§ **WRITTEN TASK**: Rewrite the material starting at the line containing "Where can the purple sock" and ending at the line containing "<point>434,239</point>", with every "yellow" replaced by "gold" and everything else left as it is.

--- Begin MATERIAL TO PROCESS ---

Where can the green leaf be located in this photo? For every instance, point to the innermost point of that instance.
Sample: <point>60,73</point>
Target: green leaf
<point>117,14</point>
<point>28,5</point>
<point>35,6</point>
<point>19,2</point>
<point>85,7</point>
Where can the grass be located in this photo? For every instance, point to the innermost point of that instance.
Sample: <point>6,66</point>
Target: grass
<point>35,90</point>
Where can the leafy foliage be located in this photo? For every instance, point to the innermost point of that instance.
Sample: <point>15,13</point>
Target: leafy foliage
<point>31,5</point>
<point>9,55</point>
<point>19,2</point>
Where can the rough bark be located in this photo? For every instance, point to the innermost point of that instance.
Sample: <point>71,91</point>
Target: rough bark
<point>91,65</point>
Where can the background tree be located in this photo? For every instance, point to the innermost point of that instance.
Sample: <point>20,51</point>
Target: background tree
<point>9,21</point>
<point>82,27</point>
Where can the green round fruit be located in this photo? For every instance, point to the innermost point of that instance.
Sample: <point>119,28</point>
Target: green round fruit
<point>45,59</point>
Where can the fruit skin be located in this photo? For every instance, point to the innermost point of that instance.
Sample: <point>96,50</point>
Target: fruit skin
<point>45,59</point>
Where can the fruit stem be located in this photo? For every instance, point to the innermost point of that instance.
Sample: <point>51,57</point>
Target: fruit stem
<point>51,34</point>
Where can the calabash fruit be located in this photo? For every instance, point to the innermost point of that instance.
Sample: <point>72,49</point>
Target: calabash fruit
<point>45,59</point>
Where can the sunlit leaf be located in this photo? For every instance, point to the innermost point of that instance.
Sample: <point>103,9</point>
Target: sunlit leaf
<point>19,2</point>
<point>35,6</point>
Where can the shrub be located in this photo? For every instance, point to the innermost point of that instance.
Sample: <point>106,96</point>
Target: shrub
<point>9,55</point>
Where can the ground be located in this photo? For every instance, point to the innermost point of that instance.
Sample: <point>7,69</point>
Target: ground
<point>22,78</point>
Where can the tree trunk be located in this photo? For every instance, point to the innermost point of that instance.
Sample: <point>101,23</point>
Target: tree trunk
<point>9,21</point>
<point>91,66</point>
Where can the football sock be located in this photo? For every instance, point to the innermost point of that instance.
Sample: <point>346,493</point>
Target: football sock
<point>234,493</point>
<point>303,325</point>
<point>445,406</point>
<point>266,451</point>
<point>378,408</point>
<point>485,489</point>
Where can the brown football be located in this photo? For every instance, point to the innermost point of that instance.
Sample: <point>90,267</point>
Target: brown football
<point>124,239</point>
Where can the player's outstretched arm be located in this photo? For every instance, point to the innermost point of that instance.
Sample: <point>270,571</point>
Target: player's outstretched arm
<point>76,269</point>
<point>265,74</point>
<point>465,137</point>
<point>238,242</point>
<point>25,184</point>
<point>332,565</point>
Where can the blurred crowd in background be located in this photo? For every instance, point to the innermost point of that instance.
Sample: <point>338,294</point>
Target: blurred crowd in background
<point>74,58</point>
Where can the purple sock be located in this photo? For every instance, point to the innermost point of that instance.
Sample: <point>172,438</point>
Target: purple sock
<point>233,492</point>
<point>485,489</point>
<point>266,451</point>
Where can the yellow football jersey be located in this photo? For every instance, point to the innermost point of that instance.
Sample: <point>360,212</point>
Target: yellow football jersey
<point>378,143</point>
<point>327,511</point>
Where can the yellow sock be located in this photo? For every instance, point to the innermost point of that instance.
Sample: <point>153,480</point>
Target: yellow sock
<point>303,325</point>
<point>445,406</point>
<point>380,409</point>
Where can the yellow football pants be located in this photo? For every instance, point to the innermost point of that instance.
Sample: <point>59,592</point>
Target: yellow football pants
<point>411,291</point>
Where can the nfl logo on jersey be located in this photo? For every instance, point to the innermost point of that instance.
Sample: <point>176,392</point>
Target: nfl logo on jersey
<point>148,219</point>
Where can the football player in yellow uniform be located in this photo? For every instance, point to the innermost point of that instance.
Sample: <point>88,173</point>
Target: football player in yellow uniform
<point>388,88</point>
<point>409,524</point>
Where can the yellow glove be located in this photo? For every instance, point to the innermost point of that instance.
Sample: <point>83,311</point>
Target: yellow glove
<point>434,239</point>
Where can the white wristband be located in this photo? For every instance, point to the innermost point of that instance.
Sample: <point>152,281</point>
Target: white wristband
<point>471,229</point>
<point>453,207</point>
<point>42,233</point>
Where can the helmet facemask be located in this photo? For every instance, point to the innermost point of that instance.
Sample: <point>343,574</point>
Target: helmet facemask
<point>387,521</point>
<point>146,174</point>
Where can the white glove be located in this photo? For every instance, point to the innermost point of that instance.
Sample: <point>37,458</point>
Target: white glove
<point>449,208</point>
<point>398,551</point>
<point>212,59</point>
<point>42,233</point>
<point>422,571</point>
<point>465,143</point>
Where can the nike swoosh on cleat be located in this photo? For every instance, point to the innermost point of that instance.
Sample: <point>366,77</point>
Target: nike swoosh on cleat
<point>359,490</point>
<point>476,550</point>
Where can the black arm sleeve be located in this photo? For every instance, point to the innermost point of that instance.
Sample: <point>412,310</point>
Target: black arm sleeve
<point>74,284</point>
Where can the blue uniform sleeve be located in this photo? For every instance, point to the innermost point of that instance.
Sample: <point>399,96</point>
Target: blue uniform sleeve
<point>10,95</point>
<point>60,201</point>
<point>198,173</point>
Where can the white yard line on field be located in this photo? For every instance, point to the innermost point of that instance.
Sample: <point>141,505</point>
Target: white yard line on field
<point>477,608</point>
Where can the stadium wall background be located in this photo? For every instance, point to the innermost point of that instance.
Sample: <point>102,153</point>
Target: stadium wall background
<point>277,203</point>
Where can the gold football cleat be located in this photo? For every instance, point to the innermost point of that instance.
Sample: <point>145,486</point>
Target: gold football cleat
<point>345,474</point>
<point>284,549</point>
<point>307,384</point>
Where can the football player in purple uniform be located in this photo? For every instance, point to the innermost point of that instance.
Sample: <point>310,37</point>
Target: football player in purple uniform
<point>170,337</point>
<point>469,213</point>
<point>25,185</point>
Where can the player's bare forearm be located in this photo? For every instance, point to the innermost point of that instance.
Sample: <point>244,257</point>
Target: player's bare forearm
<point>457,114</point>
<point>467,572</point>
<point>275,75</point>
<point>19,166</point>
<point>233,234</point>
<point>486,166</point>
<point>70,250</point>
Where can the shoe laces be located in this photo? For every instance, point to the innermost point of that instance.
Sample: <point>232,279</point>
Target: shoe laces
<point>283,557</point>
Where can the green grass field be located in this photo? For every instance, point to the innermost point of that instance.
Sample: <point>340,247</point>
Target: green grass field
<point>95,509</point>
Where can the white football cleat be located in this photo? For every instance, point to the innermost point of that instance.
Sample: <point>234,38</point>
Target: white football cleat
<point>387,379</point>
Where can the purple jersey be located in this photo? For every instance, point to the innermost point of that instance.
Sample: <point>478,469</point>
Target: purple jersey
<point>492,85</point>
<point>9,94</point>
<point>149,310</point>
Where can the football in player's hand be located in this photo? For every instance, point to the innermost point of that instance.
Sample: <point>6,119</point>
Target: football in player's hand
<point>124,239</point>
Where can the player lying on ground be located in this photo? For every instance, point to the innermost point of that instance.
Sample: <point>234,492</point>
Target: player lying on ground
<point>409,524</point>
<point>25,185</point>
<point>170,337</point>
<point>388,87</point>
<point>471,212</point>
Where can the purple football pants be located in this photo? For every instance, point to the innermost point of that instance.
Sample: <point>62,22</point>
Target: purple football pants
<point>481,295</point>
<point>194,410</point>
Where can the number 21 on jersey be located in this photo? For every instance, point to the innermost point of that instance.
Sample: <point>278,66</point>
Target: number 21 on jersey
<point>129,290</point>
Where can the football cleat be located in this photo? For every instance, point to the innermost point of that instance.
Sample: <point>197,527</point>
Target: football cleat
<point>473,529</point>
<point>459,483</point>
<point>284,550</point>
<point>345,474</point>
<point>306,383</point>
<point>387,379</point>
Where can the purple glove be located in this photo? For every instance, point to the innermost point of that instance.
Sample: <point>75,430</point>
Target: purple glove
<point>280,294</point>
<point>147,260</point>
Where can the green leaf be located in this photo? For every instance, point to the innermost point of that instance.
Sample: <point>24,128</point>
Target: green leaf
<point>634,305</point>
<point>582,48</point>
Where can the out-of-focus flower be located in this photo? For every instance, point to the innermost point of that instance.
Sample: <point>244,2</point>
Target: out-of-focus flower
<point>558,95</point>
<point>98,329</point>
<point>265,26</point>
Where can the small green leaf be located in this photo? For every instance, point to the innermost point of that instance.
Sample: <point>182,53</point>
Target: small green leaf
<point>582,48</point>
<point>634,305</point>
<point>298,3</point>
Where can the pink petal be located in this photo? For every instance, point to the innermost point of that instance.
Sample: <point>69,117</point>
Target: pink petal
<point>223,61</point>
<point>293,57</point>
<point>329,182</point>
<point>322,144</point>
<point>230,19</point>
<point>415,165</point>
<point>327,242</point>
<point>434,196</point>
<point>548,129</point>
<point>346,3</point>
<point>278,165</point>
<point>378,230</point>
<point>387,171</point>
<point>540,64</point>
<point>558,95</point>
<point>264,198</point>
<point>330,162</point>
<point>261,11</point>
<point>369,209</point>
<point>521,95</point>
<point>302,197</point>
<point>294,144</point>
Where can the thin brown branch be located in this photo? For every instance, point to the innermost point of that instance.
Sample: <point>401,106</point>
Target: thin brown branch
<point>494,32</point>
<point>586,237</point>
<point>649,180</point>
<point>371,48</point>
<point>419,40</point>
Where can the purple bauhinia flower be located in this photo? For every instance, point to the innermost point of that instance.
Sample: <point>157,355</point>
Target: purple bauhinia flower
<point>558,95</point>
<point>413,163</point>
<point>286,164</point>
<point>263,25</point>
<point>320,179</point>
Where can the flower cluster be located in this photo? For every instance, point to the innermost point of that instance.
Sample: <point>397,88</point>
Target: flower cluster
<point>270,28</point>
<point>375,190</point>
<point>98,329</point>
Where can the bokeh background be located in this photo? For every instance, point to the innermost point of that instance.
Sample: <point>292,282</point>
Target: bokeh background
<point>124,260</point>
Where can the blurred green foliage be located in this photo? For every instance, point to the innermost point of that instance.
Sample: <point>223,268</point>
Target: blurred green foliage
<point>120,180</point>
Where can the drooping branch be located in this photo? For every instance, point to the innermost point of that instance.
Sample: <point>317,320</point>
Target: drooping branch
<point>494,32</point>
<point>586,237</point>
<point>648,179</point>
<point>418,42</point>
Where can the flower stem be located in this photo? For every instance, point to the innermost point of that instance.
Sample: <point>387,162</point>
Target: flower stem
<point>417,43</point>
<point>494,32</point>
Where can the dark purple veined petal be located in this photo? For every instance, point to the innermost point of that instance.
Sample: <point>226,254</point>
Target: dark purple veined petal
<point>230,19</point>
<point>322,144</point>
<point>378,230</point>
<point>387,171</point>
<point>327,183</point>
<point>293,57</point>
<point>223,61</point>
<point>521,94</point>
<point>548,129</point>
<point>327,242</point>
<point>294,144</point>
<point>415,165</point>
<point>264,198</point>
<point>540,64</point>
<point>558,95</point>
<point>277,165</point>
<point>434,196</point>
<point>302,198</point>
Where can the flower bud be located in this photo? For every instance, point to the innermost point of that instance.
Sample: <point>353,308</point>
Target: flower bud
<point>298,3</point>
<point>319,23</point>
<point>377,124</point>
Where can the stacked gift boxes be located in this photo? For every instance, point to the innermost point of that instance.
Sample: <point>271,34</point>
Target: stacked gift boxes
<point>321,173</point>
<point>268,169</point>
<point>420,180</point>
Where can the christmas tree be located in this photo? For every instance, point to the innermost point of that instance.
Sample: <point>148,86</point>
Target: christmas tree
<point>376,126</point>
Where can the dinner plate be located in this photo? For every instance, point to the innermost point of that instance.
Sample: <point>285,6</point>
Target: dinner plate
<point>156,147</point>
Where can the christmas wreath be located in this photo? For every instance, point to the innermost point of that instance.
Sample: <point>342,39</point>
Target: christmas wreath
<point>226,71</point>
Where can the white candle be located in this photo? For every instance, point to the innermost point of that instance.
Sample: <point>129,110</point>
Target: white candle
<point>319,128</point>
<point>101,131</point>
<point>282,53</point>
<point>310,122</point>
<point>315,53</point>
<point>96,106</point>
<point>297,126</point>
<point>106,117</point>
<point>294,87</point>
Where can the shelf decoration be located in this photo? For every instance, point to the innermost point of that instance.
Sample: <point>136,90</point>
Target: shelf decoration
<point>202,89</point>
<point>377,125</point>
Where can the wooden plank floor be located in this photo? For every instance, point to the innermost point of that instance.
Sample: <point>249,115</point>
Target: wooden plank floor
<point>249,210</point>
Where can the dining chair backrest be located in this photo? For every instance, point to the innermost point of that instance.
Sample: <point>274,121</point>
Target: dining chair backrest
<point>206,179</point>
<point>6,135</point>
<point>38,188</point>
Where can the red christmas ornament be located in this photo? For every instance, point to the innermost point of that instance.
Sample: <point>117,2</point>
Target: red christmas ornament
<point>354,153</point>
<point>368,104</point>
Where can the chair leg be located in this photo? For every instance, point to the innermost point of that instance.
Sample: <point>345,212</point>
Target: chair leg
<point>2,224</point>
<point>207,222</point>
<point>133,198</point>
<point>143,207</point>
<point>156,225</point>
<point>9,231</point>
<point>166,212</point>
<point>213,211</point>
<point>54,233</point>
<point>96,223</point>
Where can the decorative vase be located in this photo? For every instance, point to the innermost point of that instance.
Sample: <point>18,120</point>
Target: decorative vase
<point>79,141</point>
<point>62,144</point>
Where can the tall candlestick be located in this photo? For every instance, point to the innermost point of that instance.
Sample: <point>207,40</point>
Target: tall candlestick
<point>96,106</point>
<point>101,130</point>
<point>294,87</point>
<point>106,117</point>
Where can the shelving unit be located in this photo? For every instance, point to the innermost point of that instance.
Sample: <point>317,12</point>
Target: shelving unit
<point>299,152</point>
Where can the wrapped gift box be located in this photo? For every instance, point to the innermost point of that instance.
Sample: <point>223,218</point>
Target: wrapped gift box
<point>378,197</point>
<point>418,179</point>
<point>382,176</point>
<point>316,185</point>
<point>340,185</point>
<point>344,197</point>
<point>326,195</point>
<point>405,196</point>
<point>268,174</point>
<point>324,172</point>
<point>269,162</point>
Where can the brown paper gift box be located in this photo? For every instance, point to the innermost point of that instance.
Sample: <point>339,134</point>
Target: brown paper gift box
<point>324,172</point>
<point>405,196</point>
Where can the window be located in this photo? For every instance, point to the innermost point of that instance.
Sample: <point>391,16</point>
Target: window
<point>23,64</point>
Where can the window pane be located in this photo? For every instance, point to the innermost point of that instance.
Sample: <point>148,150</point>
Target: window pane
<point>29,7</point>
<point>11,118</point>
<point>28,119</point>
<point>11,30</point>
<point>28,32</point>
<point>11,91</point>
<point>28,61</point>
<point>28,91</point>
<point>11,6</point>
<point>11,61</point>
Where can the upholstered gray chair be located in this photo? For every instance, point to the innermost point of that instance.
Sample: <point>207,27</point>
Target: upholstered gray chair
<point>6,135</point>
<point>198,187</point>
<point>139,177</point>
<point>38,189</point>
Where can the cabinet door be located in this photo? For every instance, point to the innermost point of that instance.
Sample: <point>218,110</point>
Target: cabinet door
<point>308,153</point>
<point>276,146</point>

--- End MATERIAL TO PROCESS ---

§ **TASK ANSWER**:
Where can the purple sock be located in this photo? For every instance, point to the innermost point of that instance.
Sample: <point>172,438</point>
Target: purple sock
<point>233,492</point>
<point>485,489</point>
<point>266,451</point>
Where can the gold football jersey be located in this photo? For every instance, point to the innermost point of that instance.
Sample: <point>360,212</point>
Target: gold football jersey
<point>378,143</point>
<point>327,511</point>
Where can the gold sock be located in this photo? For every instance, point to the innermost point of that instance.
Sample: <point>153,480</point>
Target: gold sock
<point>303,325</point>
<point>445,406</point>
<point>380,409</point>
Where can the gold football pants be located in this photo? For every instance, point to the innermost point of that instance.
Sample: <point>59,592</point>
Target: gold football pants
<point>411,291</point>
Where can the nfl logo on jersey be located in this photo? For every instance, point to the innermost point of that instance.
Sample: <point>176,392</point>
Target: nfl logo on jersey
<point>148,219</point>
Where can the football player in gold uniform be located in this photo? For every instance, point to the innermost point of that instance.
Sample: <point>88,173</point>
Target: football player in gold uniform
<point>388,88</point>
<point>409,524</point>
Where can the gold glove be located in this photo? For every instance, point to the innermost point of that instance.
Sample: <point>83,311</point>
Target: gold glove
<point>434,239</point>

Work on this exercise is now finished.